↓↓↓

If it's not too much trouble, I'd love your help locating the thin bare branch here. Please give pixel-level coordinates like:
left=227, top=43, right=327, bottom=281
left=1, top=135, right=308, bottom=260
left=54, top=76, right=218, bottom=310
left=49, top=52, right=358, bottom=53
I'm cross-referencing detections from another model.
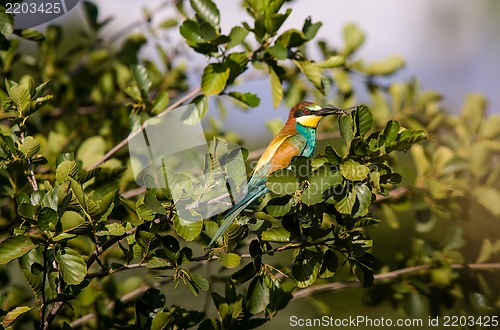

↑↑↑

_BRIEF:_
Substitute "leafless twig" for "thin bare branch" throughout the listing above and write it out again with everything else unchanged. Leave the pictures out.

_ANSWER FOR THIS EXERCISE:_
If it's not too much trouble, I'd love your help locating the leafless twig here. Please give pixel-level coordinates like:
left=227, top=43, right=327, bottom=281
left=1, top=135, right=308, bottom=260
left=54, top=76, right=218, bottom=310
left=49, top=52, right=358, bottom=53
I'm cross-referencing detections from another model.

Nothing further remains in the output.